READING TEXT:
....

The confidence level

Prior to computing the $p$-value, the researcher typically specifies a desired confidence level $\alpha$. Common choices might be $\alpha=0.05$ for a $95\%$ level of confidence or $\alpha = 0.01$ for a $99\%$ level of confidence or something even closer to $100\%$. If the computed $p$-value is then less than $\alpha$, then we say that we reject the null hypothesis.

If we specify $\alpha=0.01$ for a $99\%$ level of confidence in Arbuthnot's question, the computation of the $p$ value is $(1/2)^{82}$, which is much smaller than $0.01$. Thus we reject the null.

The conclusion

Ultimately the conclusion of a hypothesis test is always either:

  • We reject the null hypothesis or
  • We fail to reject the null hypothesis.

Note this strange double negative language - we never actually say that we accept the null hypothesis. The null hypothesis is the already the status quo; it doesn't need acceptance.

We always reject or fail to reject the null hypthesis.

A normal example

According to Wikipedia, around 10% of the population is left handed. A random sample of 211 people found that 29 were left handed. Does this data support the Wikipedia's estimate?

Clearly stating the hypothesis

Before starting, it's critically important to clearly state the question as a hypothesis test with a confidence level. Let's suppose we want a 95% level of confidence. Next, our hypotheses can be stated symbolically as

$$ \begin{align} H_0 : p=0.1 \\ H_A : p \neq 0.1 \end{align} $$

The $Z$-score

The fundamental definition of a p-value is still the same: the probability that of obtaining the observed data or worse, under the assumption of the null hypotheses.

In this problem, we assume the null-hypothesis to get a mean of $0.1$ and a standard deviation of

$$\sqrt{0.1\times0.9/211} = 0.02065285.$$

Our observed data is $\hat{p} = 29/211 \approx 0.137$, which has a $Z$-score of

$$ \frac{0.137 - 0.1}{0.02065} \approx 1.796. $$

The $p$-value

If we look up $1.79$ in our standard table, see that

$$P(Z>1.79) \approx 0.0367.$$

Since the proportion could be different from this in either direction, we double this to get a $p$-value of $0.0734$.

....

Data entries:
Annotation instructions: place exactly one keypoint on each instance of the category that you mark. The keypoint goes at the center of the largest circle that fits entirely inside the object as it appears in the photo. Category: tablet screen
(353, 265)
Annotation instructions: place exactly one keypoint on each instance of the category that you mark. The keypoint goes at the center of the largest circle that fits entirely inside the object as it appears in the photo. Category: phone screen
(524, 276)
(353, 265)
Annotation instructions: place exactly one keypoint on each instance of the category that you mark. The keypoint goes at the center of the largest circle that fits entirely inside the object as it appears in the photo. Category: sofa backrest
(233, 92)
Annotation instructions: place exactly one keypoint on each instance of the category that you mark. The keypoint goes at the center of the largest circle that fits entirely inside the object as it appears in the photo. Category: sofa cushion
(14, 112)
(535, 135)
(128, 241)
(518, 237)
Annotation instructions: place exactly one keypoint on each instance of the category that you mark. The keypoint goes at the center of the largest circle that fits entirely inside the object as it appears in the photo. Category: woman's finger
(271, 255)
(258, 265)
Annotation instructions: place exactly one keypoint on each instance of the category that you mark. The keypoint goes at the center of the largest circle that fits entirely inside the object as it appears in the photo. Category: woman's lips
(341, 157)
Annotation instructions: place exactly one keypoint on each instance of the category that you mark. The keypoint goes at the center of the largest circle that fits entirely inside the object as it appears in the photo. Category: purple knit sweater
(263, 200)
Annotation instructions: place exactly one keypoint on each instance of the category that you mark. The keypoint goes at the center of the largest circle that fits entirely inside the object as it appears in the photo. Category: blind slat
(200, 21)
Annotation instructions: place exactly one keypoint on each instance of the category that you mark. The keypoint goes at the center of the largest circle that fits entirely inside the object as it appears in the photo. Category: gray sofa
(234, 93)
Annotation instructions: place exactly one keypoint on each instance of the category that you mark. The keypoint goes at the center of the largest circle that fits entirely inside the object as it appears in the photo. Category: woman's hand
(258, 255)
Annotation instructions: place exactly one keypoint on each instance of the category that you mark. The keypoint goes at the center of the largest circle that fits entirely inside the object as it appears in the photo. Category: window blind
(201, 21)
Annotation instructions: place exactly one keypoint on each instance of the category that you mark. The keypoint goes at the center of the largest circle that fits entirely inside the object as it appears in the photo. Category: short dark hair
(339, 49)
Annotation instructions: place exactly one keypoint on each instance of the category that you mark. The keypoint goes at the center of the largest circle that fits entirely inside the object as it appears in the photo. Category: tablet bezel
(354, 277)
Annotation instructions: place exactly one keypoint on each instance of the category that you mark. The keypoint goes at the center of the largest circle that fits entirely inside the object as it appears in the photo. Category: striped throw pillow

....

INSTRUCTIONS TO FOLLOW:
From the passage on hypothesis testing, retype the part that opens with the words containing "Note this strange" and closes with "the Wikipedia's estimate?". None of these lines is required for the work.

SOLUTION TO THE PROBLEM:
Note this strange double negative language - we never actually say that we accept the null hypothesis. The null hypothesis is the already the status quo; it doesn't need acceptance.

We always reject or fail to reject the null hypthesis.

A normal example

According to Wikipedia, around 10% of the population is left handed. A random sample of 211 people found that 29 were left handed. Does this data support the Wikipedia's estimate?